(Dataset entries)
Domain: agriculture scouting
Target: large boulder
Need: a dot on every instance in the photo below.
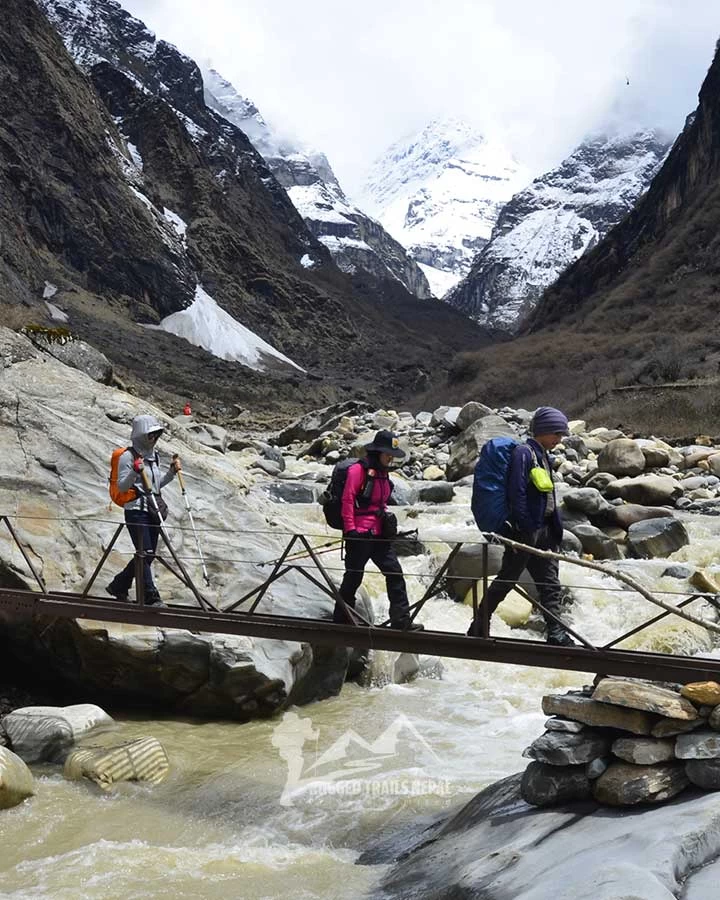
(470, 413)
(656, 537)
(293, 491)
(466, 567)
(624, 784)
(46, 733)
(213, 436)
(314, 423)
(647, 490)
(82, 356)
(596, 542)
(557, 748)
(546, 785)
(496, 848)
(627, 514)
(586, 500)
(466, 449)
(644, 695)
(583, 709)
(16, 781)
(621, 456)
(644, 751)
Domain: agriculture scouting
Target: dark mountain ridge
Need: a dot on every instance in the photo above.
(644, 304)
(77, 209)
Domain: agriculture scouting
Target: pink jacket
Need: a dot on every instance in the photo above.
(364, 519)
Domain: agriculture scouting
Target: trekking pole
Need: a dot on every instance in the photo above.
(329, 547)
(192, 524)
(187, 581)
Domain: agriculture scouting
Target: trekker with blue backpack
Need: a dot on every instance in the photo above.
(514, 496)
(368, 529)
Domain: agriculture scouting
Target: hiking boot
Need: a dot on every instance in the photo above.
(407, 625)
(121, 596)
(559, 637)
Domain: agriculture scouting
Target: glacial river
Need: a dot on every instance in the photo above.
(226, 824)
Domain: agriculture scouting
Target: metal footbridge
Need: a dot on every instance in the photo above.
(242, 617)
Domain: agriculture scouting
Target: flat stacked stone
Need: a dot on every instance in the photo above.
(671, 740)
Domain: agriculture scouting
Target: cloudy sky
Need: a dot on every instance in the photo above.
(350, 79)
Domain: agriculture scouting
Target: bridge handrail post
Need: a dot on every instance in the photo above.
(40, 580)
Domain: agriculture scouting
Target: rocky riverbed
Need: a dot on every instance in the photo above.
(636, 504)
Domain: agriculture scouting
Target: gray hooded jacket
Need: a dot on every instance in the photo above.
(128, 477)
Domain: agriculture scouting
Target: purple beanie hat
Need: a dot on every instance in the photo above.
(548, 420)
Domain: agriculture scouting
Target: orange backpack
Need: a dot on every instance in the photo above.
(116, 495)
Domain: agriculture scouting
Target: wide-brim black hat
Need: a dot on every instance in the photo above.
(385, 442)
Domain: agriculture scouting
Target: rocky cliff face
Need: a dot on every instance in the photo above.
(663, 256)
(129, 201)
(439, 193)
(354, 240)
(553, 221)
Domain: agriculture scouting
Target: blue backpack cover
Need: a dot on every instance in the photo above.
(490, 505)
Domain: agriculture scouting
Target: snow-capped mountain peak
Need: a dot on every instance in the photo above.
(439, 193)
(553, 221)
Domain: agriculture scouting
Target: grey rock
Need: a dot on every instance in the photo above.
(470, 413)
(698, 745)
(466, 449)
(644, 751)
(314, 423)
(678, 572)
(655, 457)
(673, 727)
(621, 456)
(648, 490)
(561, 749)
(208, 435)
(466, 567)
(83, 357)
(625, 784)
(599, 480)
(435, 492)
(656, 537)
(544, 785)
(292, 491)
(602, 715)
(567, 725)
(626, 514)
(704, 773)
(268, 466)
(596, 542)
(570, 543)
(595, 768)
(586, 500)
(644, 695)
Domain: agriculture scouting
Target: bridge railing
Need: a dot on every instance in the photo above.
(304, 558)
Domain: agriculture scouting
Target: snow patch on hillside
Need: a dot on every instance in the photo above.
(207, 325)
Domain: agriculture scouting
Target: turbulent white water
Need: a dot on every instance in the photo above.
(217, 828)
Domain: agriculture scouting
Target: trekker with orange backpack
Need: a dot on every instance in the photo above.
(135, 484)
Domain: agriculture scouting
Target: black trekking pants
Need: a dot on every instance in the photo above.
(358, 552)
(544, 572)
(144, 532)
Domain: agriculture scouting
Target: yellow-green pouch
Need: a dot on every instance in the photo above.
(541, 480)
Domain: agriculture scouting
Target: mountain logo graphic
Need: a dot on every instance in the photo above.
(349, 756)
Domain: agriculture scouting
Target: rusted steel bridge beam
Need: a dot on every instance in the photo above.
(656, 666)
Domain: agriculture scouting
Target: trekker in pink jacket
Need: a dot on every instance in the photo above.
(364, 502)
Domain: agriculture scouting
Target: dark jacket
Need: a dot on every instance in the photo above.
(527, 504)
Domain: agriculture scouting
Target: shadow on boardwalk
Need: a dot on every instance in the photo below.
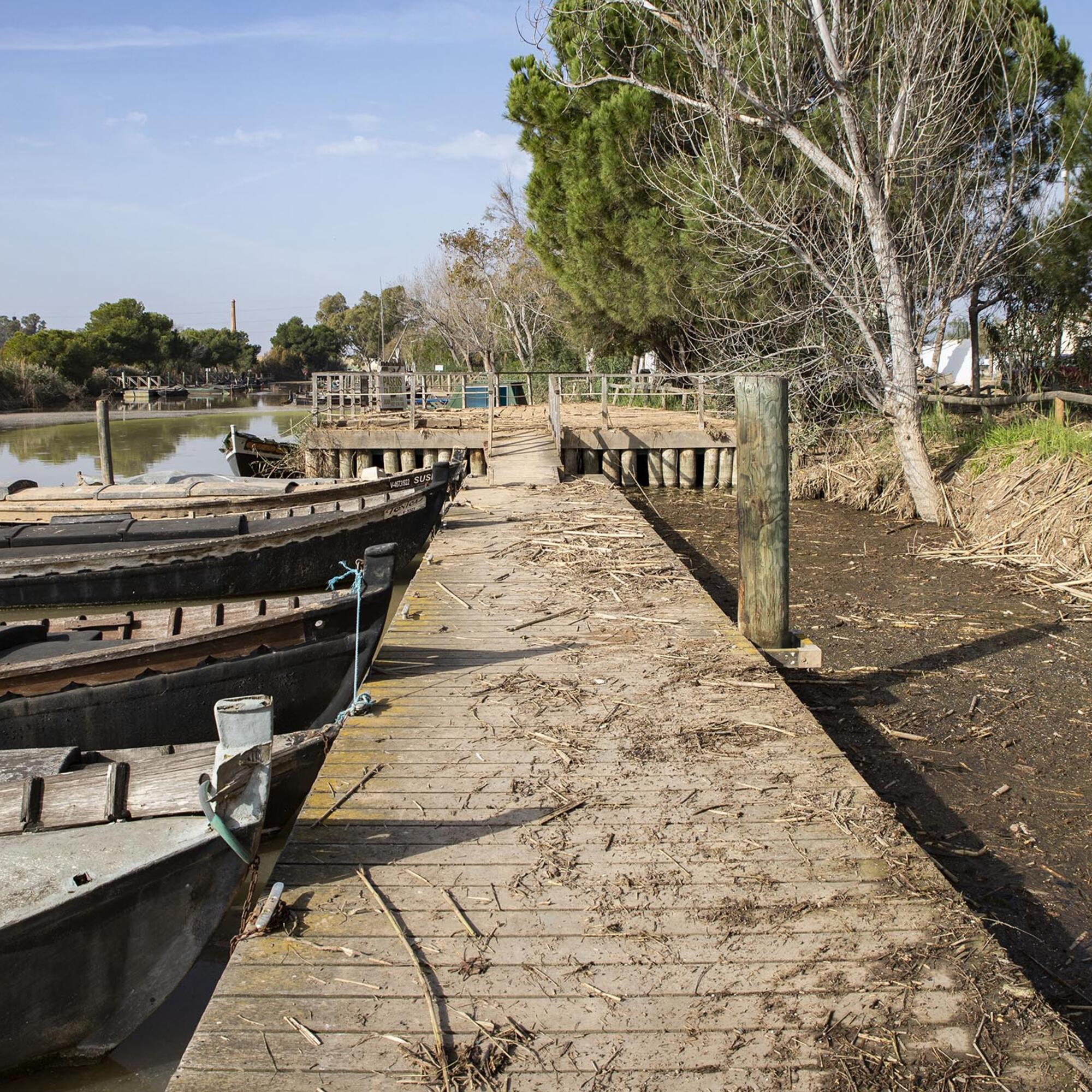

# [Work task]
Leave out the pictures and copy every record above exactly.

# [Written answer]
Domain: agriculture scouting
Target: large boulder
Need: a dot on every instance in the photo below.
(470, 413)
(656, 537)
(293, 491)
(466, 567)
(624, 784)
(46, 733)
(213, 436)
(314, 423)
(647, 490)
(82, 356)
(596, 542)
(557, 748)
(546, 785)
(496, 848)
(627, 514)
(586, 500)
(466, 449)
(644, 695)
(583, 709)
(16, 781)
(621, 456)
(644, 751)
Domain: agriculture scouting
Target: dark mountain ridge
Need: a dot on every instance in the photo above.
(644, 304)
(77, 209)
Domain: agriculture scouting
Target: pink jacket
Need: a dot on every instance in the photo above.
(364, 519)
Domain: agriculture scouting
Target: trekking pole
Need: a dot on every instance in the photo above.
(329, 547)
(192, 524)
(187, 581)
Domain: agriculture scouting
Target: trekker with blue backpack
Need: a dot on every instance in the photo above.
(514, 496)
(368, 529)
Domain: agriculture scouting
Target: hiking boot
Need: a dot on every instance in the photo above.
(407, 625)
(121, 596)
(559, 637)
Domain: agriculture scouting
Target: glacial river
Need: a dot on every instance in the photo above.
(226, 824)
Domain: agriculture scouting
Target: metal footbridge
Need: a dot on every instance in the photo above.
(242, 617)
Domain: agriculture scouting
Target: flat stacked stone
Need: a dot on every instance in the photo above.
(671, 740)
Domain: agriculture scouting
Target: cloudy sky
Need: a dot on every instance in the photo above.
(350, 79)
Domain: agriculture scouting
Target: bridge handrail post
Need: a dot on every instance in the photo above.
(40, 580)
Domain: agriculture scouting
Target: rocky riverbed
Need: a dot on every instance in the photo above.
(636, 504)
Domain: agriculture scouting
Target: gray hooded jacket
Need: a dot on every instance in the photo above.
(128, 477)
Domain: agriculture scouting
Target: purple beanie hat
Need: a dot on every instance in the photo above.
(548, 420)
Domain: agriculture scouting
Target: orange backpack
Need: a dot on every instance in the photo above.
(116, 495)
Domain: agriculture scouting
Target: wide-brim black hat
Need: a dot on every instance in the photo above.
(385, 442)
Domain: agriculture scouting
Target: rocky cliff face
Need: a dot on every instance in the photo above.
(663, 256)
(129, 201)
(439, 193)
(354, 240)
(553, 221)
Domain: agriculture scouting
Target: blue backpack cover
Need: a dot on every instance in the photo above.
(490, 505)
Domain: agriculture scouting
Target: snow-capped mountain peak
Need: a dot on every instance in the photo above.
(439, 193)
(553, 221)
Domain: agriculture scouting
Target: grey rock
Need: a dot on every instance in the photo above.
(470, 413)
(698, 745)
(466, 449)
(644, 751)
(314, 423)
(678, 572)
(655, 457)
(673, 727)
(621, 456)
(648, 490)
(561, 749)
(208, 435)
(466, 567)
(83, 357)
(625, 784)
(599, 480)
(435, 492)
(656, 537)
(544, 785)
(292, 491)
(602, 715)
(567, 725)
(626, 514)
(704, 773)
(268, 466)
(596, 542)
(570, 543)
(595, 768)
(586, 500)
(644, 695)
Domain: agriculture scouting
Target: bridge railing
Need: a dot on every instance in the photo above.
(304, 558)
Domain: agriculture scouting
Target: snow patch on hillside
Need: a dot on every instance in the photo above.
(207, 325)
Domain: agriculture scouting
Target: turbulent white water
Need: a dot on every instance in the photo above.
(217, 828)
Domain: agriculture scouting
Target: trekker with orange backpack
Need: a dot on every instance in the photo above.
(135, 484)
Domain: agriculture scouting
Target: black trekking pants
Need: a dot on every instance in the photo above.
(358, 552)
(544, 572)
(144, 532)
Domain: agriculture scouting
Target: yellow-green pouch
Need: a dot on every instance in the photo above.
(541, 480)
Domain: agriculture scouting
Target: mountain logo graphic
Need: a dot on every instance in the photo above.
(349, 756)
Domain: agriculture scouting
Target: rusted steel bridge beam
Need: a dot on every instance in the photo above.
(656, 666)
Domain: agriculture scouting
Target: trekker in pink jacket
Need: a dot on every instance in the photo above.
(364, 502)
Domain: agriculture scouting
Target: dark jacket
Need: a dot on every instance in the photo above.
(527, 504)
Domain: agriculture scouting
Target: shadow on boardwalk
Need: a dot on every instance in the photo below.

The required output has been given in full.